→ **Задание**: Продолжите, пожалуйста, текст о рецензии Туровской на фильм Тарковского, начав сразу после его последнего предложения.

→ **Исходный текст**:

Тогда же, под свежим впечатлением от просмотра, я написала огромную рецензию в “Литературную газету”»1 .

В рецензии, вышедшей 19 мая, Туровская писала прежде всего о форме фильма, предупреждая упреки в его сложности или уже отвечая на какие-то реплики, выдвинутые коллегами Тарковского и его критиками после первого показа: «Вот фильм, перед которым многие остановятся в недоумении. Более ленивые или более самонадеянные отмахнутся сразу: “Непонятно”. Или: “Все не так, я был на войне”. <…> Что же непонятно? Сюжет? Он укладывается в одну фразу: 12-летний Иван, все близкие которого погибли на войне, становится разведчиком и погибает в тылу врага. Правда, герой фильма существует в нем в двух планах: один — реальный, где он разведчик, выполняющий боевое задание, и другой план — это мир его сновидений и воспоминаний.
Сложность, по-видимому, заложена в самой образности фильма, в характере его внутренних связей, требующих от зрителя добавочной работы осмысления»2.

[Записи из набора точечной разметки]
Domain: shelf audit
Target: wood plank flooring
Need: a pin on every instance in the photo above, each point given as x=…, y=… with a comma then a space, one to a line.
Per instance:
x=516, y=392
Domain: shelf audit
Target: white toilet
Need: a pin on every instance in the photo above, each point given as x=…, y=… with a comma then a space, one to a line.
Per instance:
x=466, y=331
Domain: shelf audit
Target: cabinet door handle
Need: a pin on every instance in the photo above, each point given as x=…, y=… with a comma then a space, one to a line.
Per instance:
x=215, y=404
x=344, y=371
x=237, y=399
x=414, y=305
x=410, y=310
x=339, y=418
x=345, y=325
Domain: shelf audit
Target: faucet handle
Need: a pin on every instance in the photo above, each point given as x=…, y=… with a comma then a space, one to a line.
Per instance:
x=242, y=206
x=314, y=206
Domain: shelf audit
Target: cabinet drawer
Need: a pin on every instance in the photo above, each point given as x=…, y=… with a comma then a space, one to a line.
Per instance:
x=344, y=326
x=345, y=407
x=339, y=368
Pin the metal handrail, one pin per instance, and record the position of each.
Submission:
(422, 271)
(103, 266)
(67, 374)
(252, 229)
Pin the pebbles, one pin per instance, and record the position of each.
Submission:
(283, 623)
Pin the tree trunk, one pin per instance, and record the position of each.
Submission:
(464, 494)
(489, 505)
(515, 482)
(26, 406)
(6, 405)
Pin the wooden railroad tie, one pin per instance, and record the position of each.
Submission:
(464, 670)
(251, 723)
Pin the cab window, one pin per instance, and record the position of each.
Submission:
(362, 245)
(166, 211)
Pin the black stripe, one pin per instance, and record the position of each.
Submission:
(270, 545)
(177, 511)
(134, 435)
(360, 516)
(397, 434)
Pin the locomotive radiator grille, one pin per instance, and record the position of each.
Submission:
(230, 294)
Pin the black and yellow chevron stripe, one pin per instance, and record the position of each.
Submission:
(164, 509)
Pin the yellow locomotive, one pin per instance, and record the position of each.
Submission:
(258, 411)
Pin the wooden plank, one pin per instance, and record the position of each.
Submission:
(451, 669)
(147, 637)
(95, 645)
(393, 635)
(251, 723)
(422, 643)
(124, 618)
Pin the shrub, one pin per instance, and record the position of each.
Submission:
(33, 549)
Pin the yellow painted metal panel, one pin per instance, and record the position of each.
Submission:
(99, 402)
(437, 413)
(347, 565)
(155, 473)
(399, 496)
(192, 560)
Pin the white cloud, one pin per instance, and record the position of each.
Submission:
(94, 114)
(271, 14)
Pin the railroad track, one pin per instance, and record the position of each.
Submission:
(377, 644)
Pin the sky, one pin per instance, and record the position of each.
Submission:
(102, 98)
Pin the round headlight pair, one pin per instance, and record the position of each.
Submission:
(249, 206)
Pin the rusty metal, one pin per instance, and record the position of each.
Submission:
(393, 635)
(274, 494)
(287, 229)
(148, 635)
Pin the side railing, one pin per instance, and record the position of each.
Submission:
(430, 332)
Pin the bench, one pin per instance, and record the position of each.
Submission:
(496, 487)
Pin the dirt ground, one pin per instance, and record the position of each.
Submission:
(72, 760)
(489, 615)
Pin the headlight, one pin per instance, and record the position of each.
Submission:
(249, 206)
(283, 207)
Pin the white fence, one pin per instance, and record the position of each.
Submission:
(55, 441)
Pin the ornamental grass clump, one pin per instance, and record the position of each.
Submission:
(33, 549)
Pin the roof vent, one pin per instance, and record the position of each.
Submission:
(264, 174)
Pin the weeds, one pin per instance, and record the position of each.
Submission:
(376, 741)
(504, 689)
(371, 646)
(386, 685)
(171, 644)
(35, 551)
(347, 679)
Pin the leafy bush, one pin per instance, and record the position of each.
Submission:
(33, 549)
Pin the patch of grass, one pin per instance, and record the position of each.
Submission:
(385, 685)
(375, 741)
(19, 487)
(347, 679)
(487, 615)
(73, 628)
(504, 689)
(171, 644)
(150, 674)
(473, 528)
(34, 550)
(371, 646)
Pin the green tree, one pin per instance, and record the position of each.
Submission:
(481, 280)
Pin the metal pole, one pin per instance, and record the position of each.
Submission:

→ **Ответ**:
Киновед Леонид Козлов показ во время дискуссии о языке кино пропустил, но попал на закрытую премьеру 6 апреля 1962 года в Доме кино (старом здании на улице Воровского) и ощутил ту же двойственность восприятия, о которой писала Туровская:

«Большой зал был полон. Я отчетливо помню свое необычное состояние: глядя на экран, я много раз колебался от приятия к неприятию, от решительного “да” к определенному “нет” и обратно. Но в тот момент, когда на экране возникли хроникальные кадры — фельдмаршал Кейтель подписывает капитуляцию — я мгновенно ощутил чувство сложившегося и непреложного целого: “да, да, да!”. Фильм свершился, он есть, и он поразителен!

Финальный эпизод — воображаемый пробег мальчика и девочки по белому песку пляжа — закончился наездом камеры на черное мертвое дерево, зал осветился, все медленно поднялись с мест и медленно пошли к выходу. Не помню аплодисментов, хотя, конечно же, они были. Мы вышли в фойе вместе с Юрием Ханютиным — в выражении его лица, в блестящих глазах и характерной полуулыбке сжатых губ прочитывались одновременно зрительская потрясенность и профессиональная радость критика, получившего в подарок на редкость интересный предмет для осмысления. Поблизости оказался Виктор Платонович Некрасов, нескрываемо ошеломленный, с побагровевшим лицом. Юра, как истый журналист, мгновенно устремился к нему и с ходу задал многозначащий вопрос: “Виктор Платонович, скажите, — ведь вы человек военного поколения, вы были там,— действительно ли все было так, как показано в фильме?”. Некрасов то ли поморщился, то ли прищурился, продолжая глядеть неведомо куда, и медленно, словно бы неохотно ответил: “Ну, допустим, не так… Ну, не совсем так! Но какое это имеет значение?!”.

А через минуту я заметил Тарковского. Он стоял в стороне, стройный и элегантный, не то чтобы одинокий, но отдельный от всех, не окруженный близкими людьми или убежденными ценителями его таланта. Я не мог не подойти к нему, чтобы поблагодарить и поздравить с победой»3.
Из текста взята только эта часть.